[A run of records]
--- --- ---
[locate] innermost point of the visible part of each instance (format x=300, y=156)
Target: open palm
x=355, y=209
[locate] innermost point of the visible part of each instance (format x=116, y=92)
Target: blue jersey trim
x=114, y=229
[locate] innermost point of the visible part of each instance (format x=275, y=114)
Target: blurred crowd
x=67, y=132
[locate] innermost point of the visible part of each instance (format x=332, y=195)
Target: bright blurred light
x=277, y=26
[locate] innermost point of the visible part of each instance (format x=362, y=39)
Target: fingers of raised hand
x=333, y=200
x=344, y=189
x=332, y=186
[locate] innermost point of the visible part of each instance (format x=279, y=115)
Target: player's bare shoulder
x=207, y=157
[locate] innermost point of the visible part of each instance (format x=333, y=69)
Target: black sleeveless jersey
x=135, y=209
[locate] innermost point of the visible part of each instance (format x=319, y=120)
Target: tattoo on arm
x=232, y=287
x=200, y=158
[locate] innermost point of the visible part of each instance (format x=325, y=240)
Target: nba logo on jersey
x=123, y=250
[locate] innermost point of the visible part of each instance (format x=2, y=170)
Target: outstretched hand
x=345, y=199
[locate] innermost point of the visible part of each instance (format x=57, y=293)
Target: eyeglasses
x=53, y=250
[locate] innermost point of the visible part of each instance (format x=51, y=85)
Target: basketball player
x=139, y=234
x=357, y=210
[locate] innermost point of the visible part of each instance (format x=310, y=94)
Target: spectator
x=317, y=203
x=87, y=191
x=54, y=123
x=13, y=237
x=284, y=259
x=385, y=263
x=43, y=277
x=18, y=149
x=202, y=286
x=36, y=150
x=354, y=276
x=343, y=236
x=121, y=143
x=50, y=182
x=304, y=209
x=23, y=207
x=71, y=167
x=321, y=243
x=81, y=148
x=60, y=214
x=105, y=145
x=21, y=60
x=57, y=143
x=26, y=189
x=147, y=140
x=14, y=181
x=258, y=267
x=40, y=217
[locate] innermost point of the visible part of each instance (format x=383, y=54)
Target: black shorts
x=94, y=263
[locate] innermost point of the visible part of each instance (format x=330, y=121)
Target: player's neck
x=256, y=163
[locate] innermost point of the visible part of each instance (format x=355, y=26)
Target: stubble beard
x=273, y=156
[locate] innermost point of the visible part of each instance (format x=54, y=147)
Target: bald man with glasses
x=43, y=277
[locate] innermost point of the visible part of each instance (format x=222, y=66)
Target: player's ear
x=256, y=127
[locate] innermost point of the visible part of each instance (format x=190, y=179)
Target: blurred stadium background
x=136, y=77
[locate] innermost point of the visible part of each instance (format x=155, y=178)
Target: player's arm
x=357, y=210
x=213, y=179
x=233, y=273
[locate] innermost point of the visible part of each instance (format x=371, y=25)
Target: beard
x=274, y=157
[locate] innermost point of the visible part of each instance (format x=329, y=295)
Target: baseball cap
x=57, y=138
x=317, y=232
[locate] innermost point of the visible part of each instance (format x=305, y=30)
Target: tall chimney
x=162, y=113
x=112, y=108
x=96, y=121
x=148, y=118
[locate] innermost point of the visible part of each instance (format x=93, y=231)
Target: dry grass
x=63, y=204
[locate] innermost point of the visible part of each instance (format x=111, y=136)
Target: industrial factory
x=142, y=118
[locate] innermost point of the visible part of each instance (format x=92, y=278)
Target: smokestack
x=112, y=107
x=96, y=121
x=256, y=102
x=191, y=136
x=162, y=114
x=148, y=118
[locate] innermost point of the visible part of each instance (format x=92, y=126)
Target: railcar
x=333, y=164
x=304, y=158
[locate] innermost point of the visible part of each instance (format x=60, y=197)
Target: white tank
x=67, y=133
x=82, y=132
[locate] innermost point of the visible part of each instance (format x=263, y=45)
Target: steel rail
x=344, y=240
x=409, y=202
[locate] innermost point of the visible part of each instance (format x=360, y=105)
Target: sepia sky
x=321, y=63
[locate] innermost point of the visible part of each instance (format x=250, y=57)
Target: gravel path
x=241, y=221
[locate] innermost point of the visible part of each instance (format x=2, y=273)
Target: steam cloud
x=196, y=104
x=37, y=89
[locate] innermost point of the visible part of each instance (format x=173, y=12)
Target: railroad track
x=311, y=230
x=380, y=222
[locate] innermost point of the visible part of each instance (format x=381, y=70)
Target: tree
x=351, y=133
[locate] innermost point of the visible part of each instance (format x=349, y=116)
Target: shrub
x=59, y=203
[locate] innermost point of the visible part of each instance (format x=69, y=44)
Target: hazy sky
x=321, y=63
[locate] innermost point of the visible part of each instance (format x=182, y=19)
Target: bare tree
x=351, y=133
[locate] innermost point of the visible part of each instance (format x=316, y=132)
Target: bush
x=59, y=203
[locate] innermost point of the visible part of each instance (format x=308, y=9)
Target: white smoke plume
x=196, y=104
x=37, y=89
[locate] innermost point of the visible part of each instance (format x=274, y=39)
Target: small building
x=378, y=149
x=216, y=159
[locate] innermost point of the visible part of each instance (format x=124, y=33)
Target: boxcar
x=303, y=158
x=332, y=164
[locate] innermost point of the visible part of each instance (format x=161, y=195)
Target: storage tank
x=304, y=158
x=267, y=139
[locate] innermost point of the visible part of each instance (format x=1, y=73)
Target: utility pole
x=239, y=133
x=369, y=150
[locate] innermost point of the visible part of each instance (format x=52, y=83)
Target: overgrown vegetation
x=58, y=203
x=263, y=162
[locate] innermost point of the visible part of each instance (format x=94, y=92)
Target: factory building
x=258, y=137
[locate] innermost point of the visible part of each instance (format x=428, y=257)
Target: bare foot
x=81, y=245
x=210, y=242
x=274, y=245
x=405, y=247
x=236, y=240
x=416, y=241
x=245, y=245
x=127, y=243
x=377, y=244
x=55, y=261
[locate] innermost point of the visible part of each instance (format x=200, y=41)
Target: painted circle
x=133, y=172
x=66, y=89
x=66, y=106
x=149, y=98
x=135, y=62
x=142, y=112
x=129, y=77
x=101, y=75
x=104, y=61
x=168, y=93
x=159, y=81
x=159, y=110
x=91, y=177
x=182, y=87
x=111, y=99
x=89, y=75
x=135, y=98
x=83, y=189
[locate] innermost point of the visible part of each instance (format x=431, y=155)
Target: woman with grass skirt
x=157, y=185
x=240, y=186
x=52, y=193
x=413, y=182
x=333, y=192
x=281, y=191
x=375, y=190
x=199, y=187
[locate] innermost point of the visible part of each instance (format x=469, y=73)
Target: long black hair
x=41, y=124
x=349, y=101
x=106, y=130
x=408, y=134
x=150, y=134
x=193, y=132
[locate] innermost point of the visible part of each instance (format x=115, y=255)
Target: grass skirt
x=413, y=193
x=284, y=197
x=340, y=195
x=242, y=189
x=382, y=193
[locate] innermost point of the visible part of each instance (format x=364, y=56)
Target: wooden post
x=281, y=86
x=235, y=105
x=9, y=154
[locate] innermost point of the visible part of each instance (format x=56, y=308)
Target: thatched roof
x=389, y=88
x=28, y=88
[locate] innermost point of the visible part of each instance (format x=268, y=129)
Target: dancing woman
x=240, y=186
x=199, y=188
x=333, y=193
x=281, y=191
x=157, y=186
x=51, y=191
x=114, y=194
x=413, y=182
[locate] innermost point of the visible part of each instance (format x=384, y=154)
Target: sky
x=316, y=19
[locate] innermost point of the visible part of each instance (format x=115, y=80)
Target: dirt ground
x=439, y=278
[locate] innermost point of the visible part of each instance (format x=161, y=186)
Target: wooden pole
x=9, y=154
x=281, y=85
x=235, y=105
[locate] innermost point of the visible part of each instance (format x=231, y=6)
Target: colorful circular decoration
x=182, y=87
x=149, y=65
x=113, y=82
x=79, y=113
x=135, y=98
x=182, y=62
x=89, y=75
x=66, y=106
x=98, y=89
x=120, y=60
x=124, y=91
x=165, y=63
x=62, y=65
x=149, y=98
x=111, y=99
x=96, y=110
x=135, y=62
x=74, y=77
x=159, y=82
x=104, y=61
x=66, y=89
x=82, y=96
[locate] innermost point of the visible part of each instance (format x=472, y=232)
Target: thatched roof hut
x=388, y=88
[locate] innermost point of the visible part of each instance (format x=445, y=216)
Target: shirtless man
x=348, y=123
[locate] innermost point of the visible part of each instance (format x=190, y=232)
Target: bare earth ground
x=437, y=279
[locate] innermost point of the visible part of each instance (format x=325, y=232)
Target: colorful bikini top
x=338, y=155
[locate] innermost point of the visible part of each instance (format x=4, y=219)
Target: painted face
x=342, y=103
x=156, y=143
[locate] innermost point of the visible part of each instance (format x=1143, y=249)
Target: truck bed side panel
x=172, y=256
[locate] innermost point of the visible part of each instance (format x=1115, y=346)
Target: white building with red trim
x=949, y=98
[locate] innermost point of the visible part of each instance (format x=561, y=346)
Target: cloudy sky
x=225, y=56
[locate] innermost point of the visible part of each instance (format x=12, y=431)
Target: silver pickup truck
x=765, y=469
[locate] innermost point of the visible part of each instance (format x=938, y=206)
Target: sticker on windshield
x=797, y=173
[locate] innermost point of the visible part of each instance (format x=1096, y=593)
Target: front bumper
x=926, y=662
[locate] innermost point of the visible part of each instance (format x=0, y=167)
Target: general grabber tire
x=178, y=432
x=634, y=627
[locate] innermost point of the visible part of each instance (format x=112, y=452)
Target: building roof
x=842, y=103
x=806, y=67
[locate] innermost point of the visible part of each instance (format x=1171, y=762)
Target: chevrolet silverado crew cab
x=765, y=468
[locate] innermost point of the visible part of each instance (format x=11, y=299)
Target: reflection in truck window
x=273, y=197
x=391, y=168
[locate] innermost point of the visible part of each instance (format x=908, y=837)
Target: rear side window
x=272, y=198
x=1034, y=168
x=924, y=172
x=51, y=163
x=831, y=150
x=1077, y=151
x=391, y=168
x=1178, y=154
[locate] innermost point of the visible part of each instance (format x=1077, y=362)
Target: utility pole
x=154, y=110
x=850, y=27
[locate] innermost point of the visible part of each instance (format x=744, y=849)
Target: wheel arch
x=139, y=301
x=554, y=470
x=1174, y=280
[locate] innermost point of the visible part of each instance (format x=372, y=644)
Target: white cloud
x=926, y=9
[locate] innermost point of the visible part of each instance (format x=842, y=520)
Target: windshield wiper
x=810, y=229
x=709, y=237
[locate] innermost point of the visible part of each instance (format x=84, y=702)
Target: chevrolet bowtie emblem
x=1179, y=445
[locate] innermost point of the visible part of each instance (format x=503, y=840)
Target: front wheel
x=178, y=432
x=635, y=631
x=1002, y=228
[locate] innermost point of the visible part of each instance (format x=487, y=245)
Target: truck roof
--- --- ---
Write out again the records starting at the first line and ending at the line that contains "x=114, y=229", requests included. Shift each answer point by adding 143 to both its x and y coordinates, and leave the format samples as they are.

[locate] innermost point of the visible part of each instance (format x=300, y=156)
Target: open palm
x=498, y=352
[locate] innermost point of the visible part of each instance (format x=116, y=92)
Target: blue jersey trim
x=257, y=372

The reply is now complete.